--- START OF TEXT ---

The commission must in turn submit to Unesco's Paris headquarters by March 31st for the nomination to be considered.

Centinaio said in his statement that he was confident Italy's candidacy would be accepted by the commission, Sky TG24 reports.

"In Italy, coffee is much more than a simple drink: it is an authentic ritual, it is an integral part of our national identity and an expression of our social relationships that distinguishes us around the world," Centinaio said.

"The cup of espresso represents for all Italians a social and cultural ritual that is also reflected in literature and that fascinates the whole country, from Naples to Venice to Trieste passing through Rome and Milan."

READ ALSO: Why Italy thinks its coffee should get Unesco heritage status

Italy's candidacy was derailed last year when it transpired that two separate applications had been made for Unesco recognition of the espresso coffee tradition: one by the Consortium for the Protection of Traditional Italian Espresso Coffee in Treviso, representing all of Italy, and the other by the Region of Campania, representing Naples.

--- END OF TEXT ---

» STATED GOAL A: Rewrite the records from the line with "Where can the cracked" through the end of the records, switching "hillside" to "ridge" and leaving everything else as it is.

--- START OF DATA ---

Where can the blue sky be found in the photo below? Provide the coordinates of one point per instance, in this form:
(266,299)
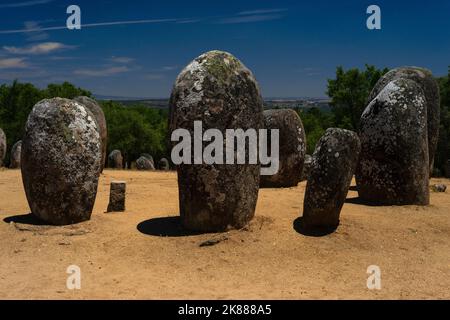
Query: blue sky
(292,47)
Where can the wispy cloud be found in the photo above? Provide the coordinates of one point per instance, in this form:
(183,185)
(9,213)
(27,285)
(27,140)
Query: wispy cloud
(123,60)
(250,18)
(41,48)
(261,11)
(101,72)
(36,33)
(170,68)
(97,24)
(12,63)
(24,4)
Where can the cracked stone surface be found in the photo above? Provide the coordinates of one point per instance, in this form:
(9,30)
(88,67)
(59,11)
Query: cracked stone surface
(424,78)
(333,164)
(292,148)
(61,160)
(217,89)
(394,164)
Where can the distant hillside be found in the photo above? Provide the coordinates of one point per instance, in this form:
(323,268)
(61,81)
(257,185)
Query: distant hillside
(269,103)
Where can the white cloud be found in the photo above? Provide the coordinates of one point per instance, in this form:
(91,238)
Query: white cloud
(24,4)
(12,63)
(35,33)
(41,48)
(101,72)
(250,18)
(261,11)
(124,60)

--- END OF DATA ---

» STATED GOAL B: Copy the espresso text word for word, from "The commission must" up to and including "Sky TG24 reports.".

» EXERCISE RESULT A:
Where can the cracked stone surface be found in the photo above? Provide the coordinates of one point per instance, in this form:
(9,30)
(88,67)
(59,11)
Query: cracked stone surface
(424,78)
(333,164)
(292,148)
(61,160)
(217,89)
(394,164)
Where can the distant ridge be found in the photo above? Provide the coordinates of one point per instance, in this form:
(323,268)
(61,81)
(257,185)
Query: distant ridge
(269,103)
Where can the white cloud be found in the photo above? Provide the coordinates of one point per instance, in this form:
(91,238)
Query: white cloud
(24,4)
(12,63)
(35,33)
(41,48)
(101,72)
(250,18)
(261,11)
(124,60)

» EXERCISE RESULT B:
The commission must in turn submit to Unesco's Paris headquarters by March 31st for the nomination to be considered.

Centinaio said in his statement that he was confident Italy's candidacy would be accepted by the commission, Sky TG24 reports.